### PROBLEM TO WORK ON
Report back every line of the entries that contains "tail", exactly as written.

### RECORDS SHOWN
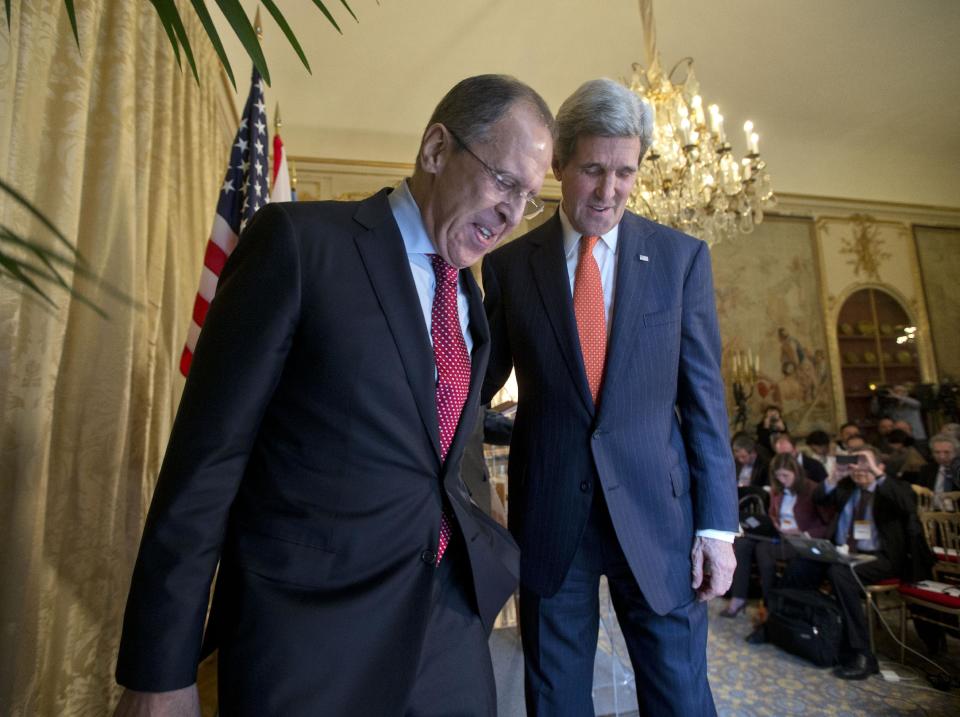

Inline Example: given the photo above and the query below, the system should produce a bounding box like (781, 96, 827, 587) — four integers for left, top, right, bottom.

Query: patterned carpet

(706, 600, 960, 717)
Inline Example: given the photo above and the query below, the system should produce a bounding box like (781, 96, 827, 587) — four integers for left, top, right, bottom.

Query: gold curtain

(0, 2, 232, 714)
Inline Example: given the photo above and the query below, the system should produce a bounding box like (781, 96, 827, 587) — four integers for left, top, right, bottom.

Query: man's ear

(552, 157, 563, 181)
(419, 123, 449, 175)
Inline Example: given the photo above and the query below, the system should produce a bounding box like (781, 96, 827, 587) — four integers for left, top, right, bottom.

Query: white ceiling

(212, 0, 960, 208)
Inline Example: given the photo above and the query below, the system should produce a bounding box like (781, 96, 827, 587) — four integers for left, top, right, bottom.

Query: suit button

(420, 549, 436, 565)
(592, 431, 601, 440)
(580, 481, 591, 492)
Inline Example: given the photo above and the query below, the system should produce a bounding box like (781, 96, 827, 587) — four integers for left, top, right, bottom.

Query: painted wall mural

(915, 225, 960, 381)
(711, 217, 835, 437)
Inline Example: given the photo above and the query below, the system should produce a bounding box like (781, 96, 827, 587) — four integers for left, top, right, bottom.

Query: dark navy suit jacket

(117, 190, 519, 715)
(482, 209, 738, 615)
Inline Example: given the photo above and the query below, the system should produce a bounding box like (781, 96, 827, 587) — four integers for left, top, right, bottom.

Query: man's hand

(114, 685, 200, 717)
(690, 536, 736, 602)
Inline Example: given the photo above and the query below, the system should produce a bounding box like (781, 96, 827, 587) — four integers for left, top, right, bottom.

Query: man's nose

(497, 195, 525, 229)
(594, 173, 616, 201)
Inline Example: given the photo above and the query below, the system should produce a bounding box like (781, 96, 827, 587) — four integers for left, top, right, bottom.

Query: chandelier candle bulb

(749, 132, 760, 156)
(691, 95, 706, 126)
(680, 117, 692, 146)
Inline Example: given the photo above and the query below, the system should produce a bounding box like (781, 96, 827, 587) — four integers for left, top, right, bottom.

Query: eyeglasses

(447, 127, 545, 221)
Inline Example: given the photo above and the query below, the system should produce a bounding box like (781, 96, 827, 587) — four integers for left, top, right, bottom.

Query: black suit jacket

(482, 211, 738, 615)
(814, 476, 926, 578)
(116, 191, 519, 715)
(910, 462, 959, 492)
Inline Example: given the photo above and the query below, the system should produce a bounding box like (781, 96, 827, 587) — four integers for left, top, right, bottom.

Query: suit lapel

(600, 213, 658, 415)
(353, 189, 442, 462)
(529, 215, 594, 415)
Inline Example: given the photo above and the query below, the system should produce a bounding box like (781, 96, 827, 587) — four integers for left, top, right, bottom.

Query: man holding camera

(756, 405, 787, 457)
(782, 446, 931, 679)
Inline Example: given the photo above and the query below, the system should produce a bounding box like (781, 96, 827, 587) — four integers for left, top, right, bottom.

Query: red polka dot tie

(573, 236, 606, 404)
(430, 254, 472, 564)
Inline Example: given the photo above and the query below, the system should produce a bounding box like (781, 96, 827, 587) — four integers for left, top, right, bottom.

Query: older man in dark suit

(482, 78, 738, 717)
(114, 75, 555, 717)
(783, 446, 932, 679)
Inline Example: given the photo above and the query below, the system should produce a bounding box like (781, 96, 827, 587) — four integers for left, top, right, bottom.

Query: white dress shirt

(388, 180, 472, 355)
(558, 205, 735, 544)
(779, 490, 798, 533)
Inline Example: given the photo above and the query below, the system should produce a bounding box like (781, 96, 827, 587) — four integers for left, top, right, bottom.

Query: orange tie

(573, 236, 606, 404)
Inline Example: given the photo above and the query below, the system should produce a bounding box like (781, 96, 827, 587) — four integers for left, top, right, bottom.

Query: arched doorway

(836, 288, 921, 428)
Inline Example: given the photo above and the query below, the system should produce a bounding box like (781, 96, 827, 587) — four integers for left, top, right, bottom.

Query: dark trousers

(519, 488, 715, 717)
(781, 554, 897, 656)
(731, 537, 798, 603)
(405, 534, 497, 717)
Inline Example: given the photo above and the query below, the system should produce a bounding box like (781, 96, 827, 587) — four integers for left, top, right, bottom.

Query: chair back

(937, 490, 960, 512)
(919, 511, 960, 576)
(739, 493, 766, 517)
(911, 483, 935, 513)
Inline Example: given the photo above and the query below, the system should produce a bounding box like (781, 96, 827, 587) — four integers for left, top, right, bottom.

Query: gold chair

(865, 580, 903, 659)
(898, 511, 960, 661)
(911, 483, 935, 513)
(919, 511, 960, 577)
(937, 490, 960, 512)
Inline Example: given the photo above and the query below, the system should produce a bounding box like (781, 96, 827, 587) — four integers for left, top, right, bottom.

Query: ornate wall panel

(711, 216, 835, 436)
(914, 225, 960, 381)
(816, 215, 937, 423)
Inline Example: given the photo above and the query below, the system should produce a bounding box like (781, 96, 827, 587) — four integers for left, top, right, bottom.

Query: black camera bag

(764, 588, 842, 667)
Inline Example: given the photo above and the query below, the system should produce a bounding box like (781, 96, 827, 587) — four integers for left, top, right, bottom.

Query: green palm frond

(0, 1, 361, 313)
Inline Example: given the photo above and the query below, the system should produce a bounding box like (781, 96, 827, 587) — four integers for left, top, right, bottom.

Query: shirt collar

(559, 203, 619, 259)
(388, 179, 437, 256)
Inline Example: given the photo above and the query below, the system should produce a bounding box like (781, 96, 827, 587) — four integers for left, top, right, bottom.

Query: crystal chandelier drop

(625, 1, 776, 247)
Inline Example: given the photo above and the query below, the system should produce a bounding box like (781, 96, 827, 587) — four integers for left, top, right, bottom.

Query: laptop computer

(784, 535, 876, 566)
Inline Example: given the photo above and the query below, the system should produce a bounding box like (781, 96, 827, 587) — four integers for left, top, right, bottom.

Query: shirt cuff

(696, 529, 737, 543)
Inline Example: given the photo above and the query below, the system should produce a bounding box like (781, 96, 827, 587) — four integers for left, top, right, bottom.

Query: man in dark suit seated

(782, 445, 932, 680)
(909, 432, 959, 500)
(113, 75, 556, 717)
(733, 432, 769, 489)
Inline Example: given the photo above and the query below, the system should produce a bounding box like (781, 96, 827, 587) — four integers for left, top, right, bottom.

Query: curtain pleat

(0, 2, 231, 714)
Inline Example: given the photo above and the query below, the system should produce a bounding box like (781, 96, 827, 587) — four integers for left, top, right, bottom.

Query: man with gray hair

(912, 432, 960, 499)
(483, 78, 737, 716)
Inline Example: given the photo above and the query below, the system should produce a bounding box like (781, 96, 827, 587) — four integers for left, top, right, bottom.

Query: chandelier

(625, 0, 776, 246)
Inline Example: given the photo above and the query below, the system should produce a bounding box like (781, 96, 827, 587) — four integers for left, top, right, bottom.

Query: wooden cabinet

(837, 288, 920, 426)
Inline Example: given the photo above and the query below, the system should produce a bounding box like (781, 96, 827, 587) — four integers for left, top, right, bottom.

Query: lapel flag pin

(638, 254, 650, 262)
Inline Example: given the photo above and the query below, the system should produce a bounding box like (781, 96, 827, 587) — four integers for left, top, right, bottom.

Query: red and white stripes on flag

(180, 67, 269, 377)
(270, 133, 292, 203)
(179, 215, 239, 376)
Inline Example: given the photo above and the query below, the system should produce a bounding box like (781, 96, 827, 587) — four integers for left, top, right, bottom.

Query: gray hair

(930, 433, 960, 452)
(554, 78, 653, 168)
(421, 74, 555, 156)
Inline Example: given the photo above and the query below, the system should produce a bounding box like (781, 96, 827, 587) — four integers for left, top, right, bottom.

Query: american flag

(270, 132, 292, 203)
(180, 68, 270, 377)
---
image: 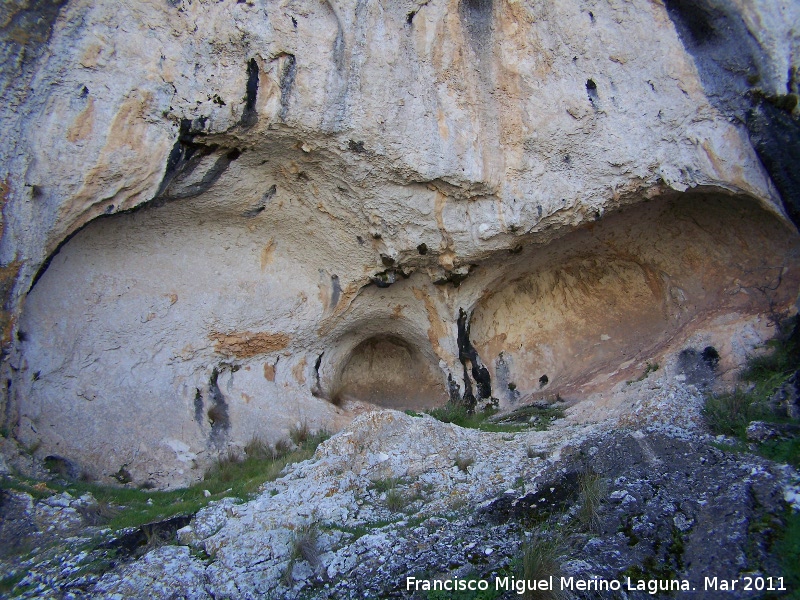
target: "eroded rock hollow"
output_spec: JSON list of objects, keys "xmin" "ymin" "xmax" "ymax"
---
[{"xmin": 1, "ymin": 0, "xmax": 798, "ymax": 487}]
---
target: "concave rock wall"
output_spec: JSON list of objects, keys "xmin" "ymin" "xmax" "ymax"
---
[{"xmin": 1, "ymin": 0, "xmax": 799, "ymax": 486}]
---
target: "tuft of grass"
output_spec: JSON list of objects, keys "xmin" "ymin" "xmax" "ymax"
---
[
  {"xmin": 370, "ymin": 477, "xmax": 402, "ymax": 493},
  {"xmin": 518, "ymin": 535, "xmax": 567, "ymax": 600},
  {"xmin": 758, "ymin": 438, "xmax": 800, "ymax": 469},
  {"xmin": 283, "ymin": 519, "xmax": 322, "ymax": 585},
  {"xmin": 206, "ymin": 448, "xmax": 244, "ymax": 483},
  {"xmin": 273, "ymin": 437, "xmax": 294, "ymax": 459},
  {"xmin": 385, "ymin": 488, "xmax": 406, "ymax": 512},
  {"xmin": 243, "ymin": 437, "xmax": 272, "ymax": 460},
  {"xmin": 0, "ymin": 572, "xmax": 26, "ymax": 596},
  {"xmin": 577, "ymin": 471, "xmax": 606, "ymax": 531},
  {"xmin": 289, "ymin": 521, "xmax": 320, "ymax": 566},
  {"xmin": 289, "ymin": 422, "xmax": 311, "ymax": 446}
]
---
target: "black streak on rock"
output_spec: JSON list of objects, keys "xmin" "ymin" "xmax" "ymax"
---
[
  {"xmin": 193, "ymin": 388, "xmax": 204, "ymax": 424},
  {"xmin": 28, "ymin": 123, "xmax": 242, "ymax": 294},
  {"xmin": 662, "ymin": 0, "xmax": 766, "ymax": 116},
  {"xmin": 163, "ymin": 148, "xmax": 241, "ymax": 201},
  {"xmin": 278, "ymin": 54, "xmax": 296, "ymax": 121},
  {"xmin": 662, "ymin": 0, "xmax": 800, "ymax": 230},
  {"xmin": 447, "ymin": 373, "xmax": 462, "ymax": 403},
  {"xmin": 242, "ymin": 184, "xmax": 276, "ymax": 217},
  {"xmin": 746, "ymin": 99, "xmax": 800, "ymax": 229},
  {"xmin": 459, "ymin": 0, "xmax": 493, "ymax": 45},
  {"xmin": 241, "ymin": 58, "xmax": 259, "ymax": 129},
  {"xmin": 207, "ymin": 367, "xmax": 230, "ymax": 446},
  {"xmin": 456, "ymin": 308, "xmax": 492, "ymax": 410},
  {"xmin": 330, "ymin": 274, "xmax": 341, "ymax": 308},
  {"xmin": 586, "ymin": 79, "xmax": 598, "ymax": 103}
]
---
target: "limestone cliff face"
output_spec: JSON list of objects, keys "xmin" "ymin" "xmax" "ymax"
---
[{"xmin": 1, "ymin": 0, "xmax": 798, "ymax": 486}]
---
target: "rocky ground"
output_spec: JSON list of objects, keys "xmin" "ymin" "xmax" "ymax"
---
[{"xmin": 1, "ymin": 369, "xmax": 799, "ymax": 599}]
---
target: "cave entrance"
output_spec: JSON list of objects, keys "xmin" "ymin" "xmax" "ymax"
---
[{"xmin": 335, "ymin": 335, "xmax": 448, "ymax": 410}]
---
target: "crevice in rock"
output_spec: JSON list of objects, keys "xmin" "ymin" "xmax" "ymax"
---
[{"xmin": 311, "ymin": 353, "xmax": 324, "ymax": 398}]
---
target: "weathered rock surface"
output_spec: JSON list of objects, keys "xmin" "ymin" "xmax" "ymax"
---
[{"xmin": 1, "ymin": 0, "xmax": 799, "ymax": 485}]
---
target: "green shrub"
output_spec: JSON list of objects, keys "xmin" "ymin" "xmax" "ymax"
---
[{"xmin": 703, "ymin": 388, "xmax": 772, "ymax": 438}]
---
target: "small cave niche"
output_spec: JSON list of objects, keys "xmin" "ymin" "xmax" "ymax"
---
[{"xmin": 334, "ymin": 335, "xmax": 448, "ymax": 410}]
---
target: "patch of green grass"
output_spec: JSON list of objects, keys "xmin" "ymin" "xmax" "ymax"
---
[
  {"xmin": 369, "ymin": 477, "xmax": 403, "ymax": 494},
  {"xmin": 331, "ymin": 519, "xmax": 399, "ymax": 541},
  {"xmin": 703, "ymin": 320, "xmax": 799, "ymax": 469},
  {"xmin": 704, "ymin": 388, "xmax": 772, "ymax": 438},
  {"xmin": 0, "ymin": 431, "xmax": 330, "ymax": 535},
  {"xmin": 758, "ymin": 438, "xmax": 800, "ymax": 469},
  {"xmin": 426, "ymin": 403, "xmax": 515, "ymax": 432},
  {"xmin": 427, "ymin": 401, "xmax": 564, "ymax": 433},
  {"xmin": 495, "ymin": 404, "xmax": 567, "ymax": 432}
]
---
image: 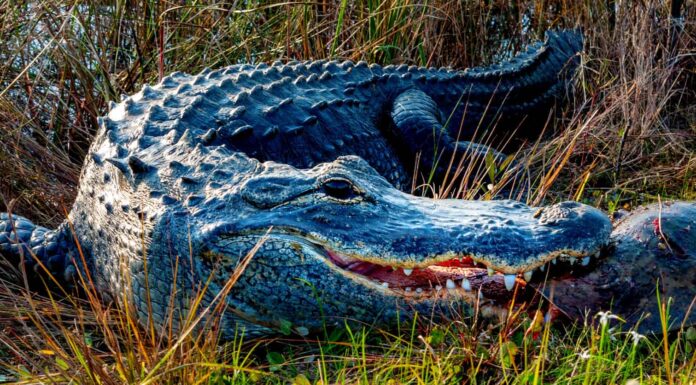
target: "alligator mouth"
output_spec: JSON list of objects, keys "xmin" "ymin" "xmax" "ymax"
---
[
  {"xmin": 209, "ymin": 229, "xmax": 601, "ymax": 304},
  {"xmin": 325, "ymin": 247, "xmax": 601, "ymax": 301}
]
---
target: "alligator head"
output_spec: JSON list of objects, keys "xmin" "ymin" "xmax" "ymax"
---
[{"xmin": 143, "ymin": 154, "xmax": 611, "ymax": 336}]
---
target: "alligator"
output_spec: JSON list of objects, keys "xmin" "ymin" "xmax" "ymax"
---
[{"xmin": 0, "ymin": 29, "xmax": 693, "ymax": 337}]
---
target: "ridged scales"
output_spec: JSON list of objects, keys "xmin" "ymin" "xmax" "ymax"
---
[{"xmin": 97, "ymin": 30, "xmax": 582, "ymax": 195}]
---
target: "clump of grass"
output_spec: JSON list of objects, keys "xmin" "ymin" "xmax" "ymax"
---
[
  {"xmin": 0, "ymin": 235, "xmax": 272, "ymax": 384},
  {"xmin": 1, "ymin": 272, "xmax": 695, "ymax": 384},
  {"xmin": 0, "ymin": 280, "xmax": 263, "ymax": 383},
  {"xmin": 424, "ymin": 1, "xmax": 695, "ymax": 206},
  {"xmin": 519, "ymin": 1, "xmax": 696, "ymax": 211}
]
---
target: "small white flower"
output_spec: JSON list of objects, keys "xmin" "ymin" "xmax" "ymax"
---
[
  {"xmin": 578, "ymin": 349, "xmax": 591, "ymax": 360},
  {"xmin": 596, "ymin": 311, "xmax": 621, "ymax": 327},
  {"xmin": 627, "ymin": 330, "xmax": 646, "ymax": 346}
]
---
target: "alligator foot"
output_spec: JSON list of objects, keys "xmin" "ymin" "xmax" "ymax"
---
[{"xmin": 0, "ymin": 213, "xmax": 79, "ymax": 290}]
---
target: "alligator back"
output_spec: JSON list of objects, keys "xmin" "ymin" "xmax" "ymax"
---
[{"xmin": 93, "ymin": 30, "xmax": 582, "ymax": 189}]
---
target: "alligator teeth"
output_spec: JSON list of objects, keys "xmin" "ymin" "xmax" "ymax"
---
[
  {"xmin": 487, "ymin": 267, "xmax": 495, "ymax": 276},
  {"xmin": 569, "ymin": 257, "xmax": 577, "ymax": 265},
  {"xmin": 551, "ymin": 258, "xmax": 557, "ymax": 265},
  {"xmin": 461, "ymin": 278, "xmax": 472, "ymax": 291},
  {"xmin": 540, "ymin": 264, "xmax": 546, "ymax": 272},
  {"xmin": 446, "ymin": 279, "xmax": 456, "ymax": 290},
  {"xmin": 435, "ymin": 285, "xmax": 442, "ymax": 291},
  {"xmin": 381, "ymin": 282, "xmax": 389, "ymax": 288},
  {"xmin": 581, "ymin": 256, "xmax": 591, "ymax": 266},
  {"xmin": 416, "ymin": 288, "xmax": 423, "ymax": 294},
  {"xmin": 405, "ymin": 287, "xmax": 412, "ymax": 292},
  {"xmin": 504, "ymin": 274, "xmax": 516, "ymax": 291},
  {"xmin": 403, "ymin": 268, "xmax": 413, "ymax": 276},
  {"xmin": 523, "ymin": 270, "xmax": 533, "ymax": 282}
]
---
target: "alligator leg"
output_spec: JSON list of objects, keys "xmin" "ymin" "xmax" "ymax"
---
[
  {"xmin": 0, "ymin": 213, "xmax": 78, "ymax": 289},
  {"xmin": 390, "ymin": 88, "xmax": 512, "ymax": 189}
]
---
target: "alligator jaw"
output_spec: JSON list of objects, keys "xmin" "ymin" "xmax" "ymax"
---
[
  {"xmin": 209, "ymin": 227, "xmax": 603, "ymax": 298},
  {"xmin": 326, "ymin": 249, "xmax": 528, "ymax": 301},
  {"xmin": 324, "ymin": 243, "xmax": 603, "ymax": 296},
  {"xmin": 263, "ymin": 227, "xmax": 603, "ymax": 299}
]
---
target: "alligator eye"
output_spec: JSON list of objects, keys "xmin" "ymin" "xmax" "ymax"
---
[{"xmin": 321, "ymin": 178, "xmax": 360, "ymax": 200}]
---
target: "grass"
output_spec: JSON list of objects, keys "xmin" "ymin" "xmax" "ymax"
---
[
  {"xmin": 0, "ymin": 0, "xmax": 695, "ymax": 383},
  {"xmin": 1, "ymin": 277, "xmax": 695, "ymax": 384}
]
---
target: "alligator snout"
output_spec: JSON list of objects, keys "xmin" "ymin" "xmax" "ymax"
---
[
  {"xmin": 232, "ymin": 157, "xmax": 613, "ymax": 277},
  {"xmin": 381, "ymin": 195, "xmax": 613, "ymax": 274}
]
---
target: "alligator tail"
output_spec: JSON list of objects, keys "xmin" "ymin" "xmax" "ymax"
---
[
  {"xmin": 0, "ymin": 213, "xmax": 78, "ymax": 288},
  {"xmin": 447, "ymin": 29, "xmax": 584, "ymax": 139},
  {"xmin": 510, "ymin": 29, "xmax": 583, "ymax": 105},
  {"xmin": 463, "ymin": 29, "xmax": 583, "ymax": 101}
]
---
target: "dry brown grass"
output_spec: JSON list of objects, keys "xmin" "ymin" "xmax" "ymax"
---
[{"xmin": 521, "ymin": 2, "xmax": 696, "ymax": 210}]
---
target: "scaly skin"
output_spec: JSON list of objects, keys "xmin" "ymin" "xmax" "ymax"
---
[{"xmin": 0, "ymin": 30, "xmax": 626, "ymax": 338}]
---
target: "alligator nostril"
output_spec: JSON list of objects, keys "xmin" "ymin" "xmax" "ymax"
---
[
  {"xmin": 557, "ymin": 201, "xmax": 582, "ymax": 209},
  {"xmin": 538, "ymin": 204, "xmax": 578, "ymax": 225}
]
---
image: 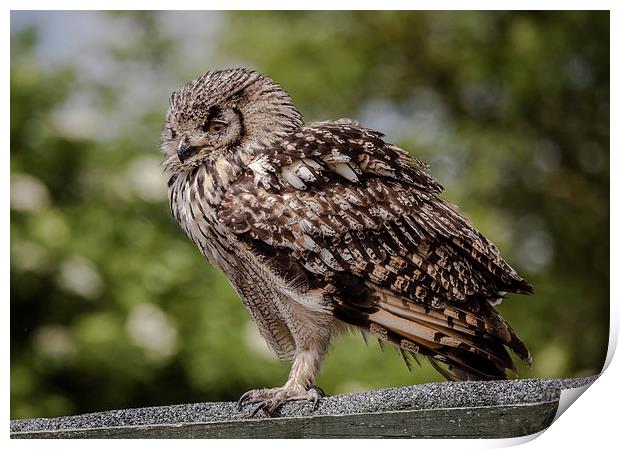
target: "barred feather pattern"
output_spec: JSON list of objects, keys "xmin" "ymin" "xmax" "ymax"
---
[
  {"xmin": 168, "ymin": 120, "xmax": 532, "ymax": 381},
  {"xmin": 164, "ymin": 69, "xmax": 532, "ymax": 383}
]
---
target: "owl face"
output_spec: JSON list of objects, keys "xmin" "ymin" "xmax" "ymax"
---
[
  {"xmin": 164, "ymin": 104, "xmax": 245, "ymax": 164},
  {"xmin": 161, "ymin": 68, "xmax": 303, "ymax": 173}
]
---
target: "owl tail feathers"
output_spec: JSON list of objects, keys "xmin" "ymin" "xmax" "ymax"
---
[{"xmin": 367, "ymin": 289, "xmax": 531, "ymax": 381}]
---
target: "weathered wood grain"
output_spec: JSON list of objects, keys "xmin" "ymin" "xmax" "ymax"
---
[{"xmin": 11, "ymin": 401, "xmax": 558, "ymax": 439}]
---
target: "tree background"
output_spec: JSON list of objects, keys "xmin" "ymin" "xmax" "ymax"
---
[{"xmin": 10, "ymin": 11, "xmax": 609, "ymax": 419}]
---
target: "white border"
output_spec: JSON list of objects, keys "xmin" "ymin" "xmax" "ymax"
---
[{"xmin": 5, "ymin": 3, "xmax": 616, "ymax": 448}]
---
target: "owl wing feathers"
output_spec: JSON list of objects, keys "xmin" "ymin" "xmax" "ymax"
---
[{"xmin": 218, "ymin": 121, "xmax": 532, "ymax": 380}]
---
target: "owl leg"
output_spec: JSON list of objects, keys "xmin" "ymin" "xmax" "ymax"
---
[{"xmin": 238, "ymin": 345, "xmax": 326, "ymax": 416}]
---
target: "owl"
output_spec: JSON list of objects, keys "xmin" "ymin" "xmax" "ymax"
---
[{"xmin": 160, "ymin": 68, "xmax": 533, "ymax": 416}]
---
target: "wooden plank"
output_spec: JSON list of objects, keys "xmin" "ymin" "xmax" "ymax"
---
[
  {"xmin": 12, "ymin": 377, "xmax": 596, "ymax": 439},
  {"xmin": 11, "ymin": 400, "xmax": 558, "ymax": 439}
]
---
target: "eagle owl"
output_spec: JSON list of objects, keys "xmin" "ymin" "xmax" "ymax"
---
[{"xmin": 161, "ymin": 68, "xmax": 533, "ymax": 415}]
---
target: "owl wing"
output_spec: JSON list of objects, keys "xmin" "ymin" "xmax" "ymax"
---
[{"xmin": 218, "ymin": 121, "xmax": 532, "ymax": 380}]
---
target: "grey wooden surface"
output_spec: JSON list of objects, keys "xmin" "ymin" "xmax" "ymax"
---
[{"xmin": 10, "ymin": 376, "xmax": 596, "ymax": 439}]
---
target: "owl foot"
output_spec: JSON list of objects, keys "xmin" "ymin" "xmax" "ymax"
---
[{"xmin": 237, "ymin": 384, "xmax": 325, "ymax": 416}]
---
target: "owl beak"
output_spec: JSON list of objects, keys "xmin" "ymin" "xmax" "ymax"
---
[{"xmin": 177, "ymin": 136, "xmax": 196, "ymax": 164}]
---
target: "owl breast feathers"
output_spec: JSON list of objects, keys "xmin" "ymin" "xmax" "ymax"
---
[{"xmin": 162, "ymin": 68, "xmax": 533, "ymax": 392}]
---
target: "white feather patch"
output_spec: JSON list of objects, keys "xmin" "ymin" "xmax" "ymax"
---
[
  {"xmin": 328, "ymin": 162, "xmax": 359, "ymax": 183},
  {"xmin": 281, "ymin": 166, "xmax": 307, "ymax": 189}
]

### YOUR RESPONSE
target: "alligator tail"
target: "owl tail feathers"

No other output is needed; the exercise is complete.